> EXERCISES:
a) In the wrestling forum thread below, write out the passage that opens with the words containing "Christian/Bryan sounds good." and closes with "getting behind him.".
b) Resume the wrestling forum thread below, starting right after its final sentence.

> DOCUMENT EXTRACT:
So Zeke loses to a small, skinny guy like Cody, but he can make the 400 pound giant to tap out. Impressive.


----------



## Nimbus (Jun 28, 2011)

nvm


----------



## Nitromalta (Jul 27, 2011)

Bret will be the ref next tuesday in the match between orton and christian


----------



## NJ88 (Jan 27, 2009)

Looks like a fairly good show.

Christian/Bryan sounds good. Bryan losing again doesnt bother me, as long as he has the MITB case they can do what they like with him, as long as he's built up sufficiently enough by the time he cashes in. Christian getting his rematch next week is fine by me, they need to get it out the way I guess. Should be a good match next week.

Wade Barretts promo sounds interesting and hopefully he's back on the right track. He seriously needs some kind of feud to give him some momentum at the moment, I'm just not sure who he can feud with. I lolled at Sin Cara having to redo the match, is it Mistico this week? They should be doing more with Shheamus, sure he won via countout or DQ whatever it is, but he needs a programme, he's a newly turned face and needs something to keep the crowd getting behind him.

Otherwise, looks fairlyd ecent.


----------



## dietjuice (Feb 18, 2011)

Slater gonna get got lol


----------



## Tombstoned (Dec 4, 2010)

Amsterdam said:


> With Orton ON TOP!
> 
> (cue the Ron Simmons walk-in here)


........
Damn!

And why isnt mr peanut head running the show this week? Surely he is allowed across the border?


----------



## Pillzmayn (Apr 7, 2011)

So Sheamus is dead, nothing left to watch on SD


----------



## reymisteriofan (Jun 28, 2011)

nukeinyourhair said:


> I bet Mark Henry and Sheamus get involved in next week's cage match. Fatal 4way at NOC.


hopefully you are right, christian will not win and what the hell lawyers again, how weak are they making him look.


----------



## TKOW (Aug 23, 2004)

I actually hope Orton kills Christian in that cage, they write off the character for about six months, and he comes back with a fresh start.


----------



## Evolution (Sep 23, 2005)

I wonder if the WWE are regretting their commitment to a live show next tuesday with that many botches. Re-takes for Sheamus and Henry too? No wonder they need to edit in pops. fpalm


----------



## It's True (Nov 24, 2008)

Pillzmayn said:


> So Sheamus is dead, nothing left to watch on SD


Barrett and Christian say what's up


----------



## Joseph29 (Apr 26, 2011)

Y2Joe said:


> 1. Christian defeated Daniel Bryan. Christian won with the Killswitch. An excellent match, just as you would expect from these two.

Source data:
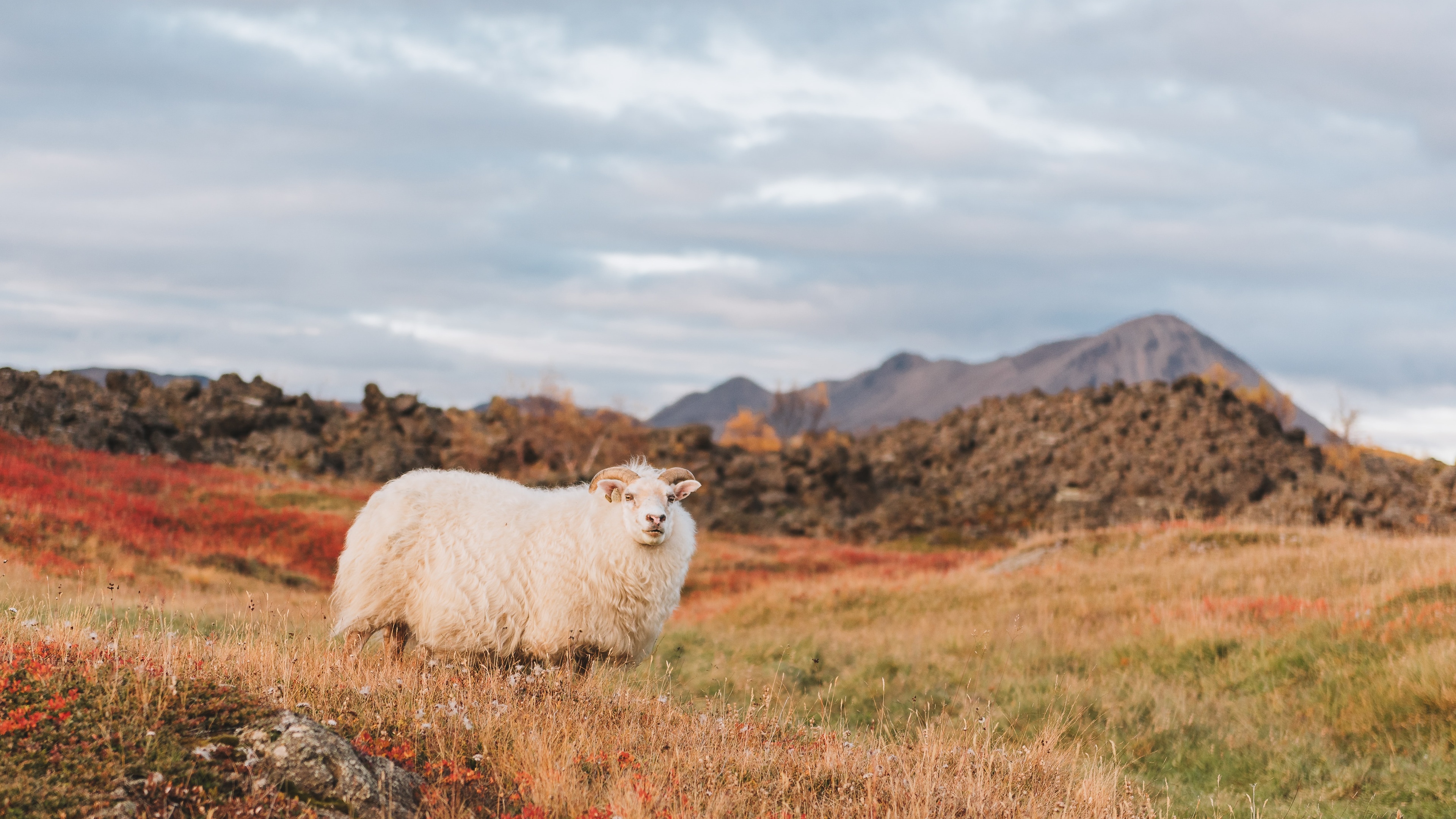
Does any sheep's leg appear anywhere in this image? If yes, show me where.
[384,622,409,662]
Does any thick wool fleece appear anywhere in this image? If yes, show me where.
[332,469,696,663]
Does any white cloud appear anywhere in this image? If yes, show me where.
[173,12,1134,154]
[597,251,761,277]
[754,176,930,207]
[1269,375,1456,463]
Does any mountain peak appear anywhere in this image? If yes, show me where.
[651,313,1328,440]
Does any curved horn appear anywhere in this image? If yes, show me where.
[587,466,642,493]
[657,466,697,487]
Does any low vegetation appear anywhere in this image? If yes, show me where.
[0,411,1456,819]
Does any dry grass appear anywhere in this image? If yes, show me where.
[658,525,1456,816]
[0,564,1152,817]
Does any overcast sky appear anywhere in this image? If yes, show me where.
[8,0,1456,459]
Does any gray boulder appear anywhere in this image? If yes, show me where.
[237,711,424,819]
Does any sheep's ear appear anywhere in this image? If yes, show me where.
[597,478,628,503]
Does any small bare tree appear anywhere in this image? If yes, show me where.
[1331,391,1360,446]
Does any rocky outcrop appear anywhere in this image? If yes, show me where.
[237,711,424,819]
[0,369,1456,545]
[0,367,450,481]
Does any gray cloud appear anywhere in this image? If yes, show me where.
[0,0,1456,452]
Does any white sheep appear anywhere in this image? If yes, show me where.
[331,459,702,663]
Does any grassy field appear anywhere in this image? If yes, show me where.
[657,526,1456,817]
[0,431,1456,817]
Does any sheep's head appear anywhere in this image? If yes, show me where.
[587,466,702,546]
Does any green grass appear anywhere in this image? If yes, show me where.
[0,632,310,819]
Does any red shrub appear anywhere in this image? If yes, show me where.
[0,433,367,582]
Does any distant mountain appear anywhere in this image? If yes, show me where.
[648,376,773,437]
[650,315,1329,442]
[70,367,213,386]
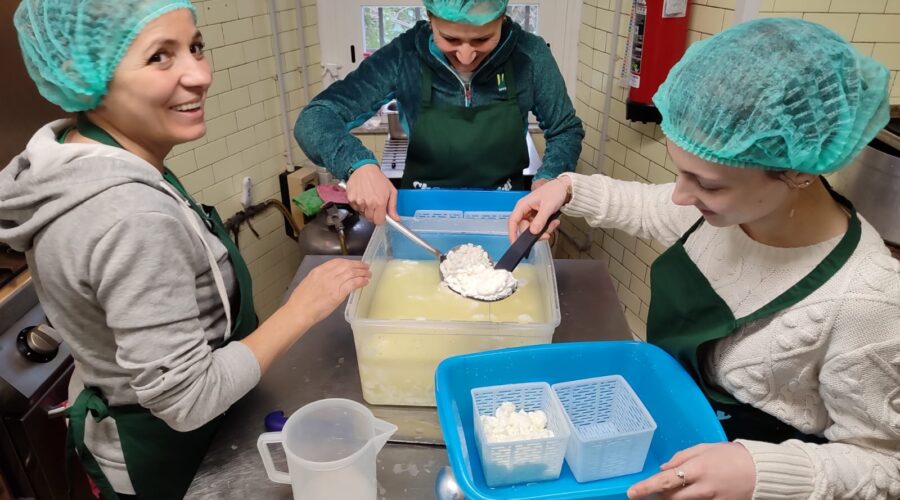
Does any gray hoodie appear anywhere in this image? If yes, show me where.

> EXERCISE RESULTS:
a)
Christian/Bryan sounds good. Bryan losing again doesnt bother me, as long as he has the MITB case they can do what they like with him, as long as he's built up sufficiently enough by the time he cashes in. Christian getting his rematch next week is fine by me, they need to get it out the way I guess. Should be a good match next week.

Wade Barretts promo sounds interesting and hopefully he's back on the right track. He seriously needs some kind of feud to give him some momentum at the moment, I'm just not sure who he can feud with. I lolled at Sin Cara having to redo the match, is it Mistico this week? They should be doing more with Shheamus, sure he won via countout or DQ whatever it is, but he needs a programme, he's a newly turned face and needs something to keep the crowd getting behind him.

b)
I wonder how Cole was behind the mic during this match? Last week I had to mute the TV cause Cole was so bad during Bryan's match. But during Raw he was rather quiet even during the Miz/Truth promo.


----------



## TankOfRate (Feb 21, 2011)

Why would you book Kelly Kelly vs Tamina? That's like the blind leading the blind (or the crappy leading the crappy). Apparently they had to re-tape some of that one too.


----------



## Chicago Warrior (Oct 18, 2010)

Joseph29 said:


> *I wonder how Cole was behind the mic during this match?* Last week I had to mute the TV cause Cole was so bad during Bryan's match. But during Raw he was rather quiet even during the Miz/Truth promo.


(When Bryans entrance music plays): Ugh not this nerd

(During the match): this guy is such a nerd, loser, doesn't own a TV, MITB was a fluke, Dweeb, Loser, Vegan, I can't stand this guy, what is he doing, Booker thats your boy D-Bryan, What!this nerd has a Youtube Channel......


Did I get them all?


----------



## Lastier (Sep 19, 2009)

FUCK YEAH CHRISTIAN VS. D-BRYAN!!!

They should've just let them go against each other in an ironman match and skip the rest.

Spoiler for next week: Ortonwinslol


----------



## Chicago Warrior (Oct 18, 2010)

Lastier said:


> FUCK YEAH CHRISTIAN VS. D-BRYAN!!!
> 
> They should've just let them go against each other in an ironman match and skip the rest.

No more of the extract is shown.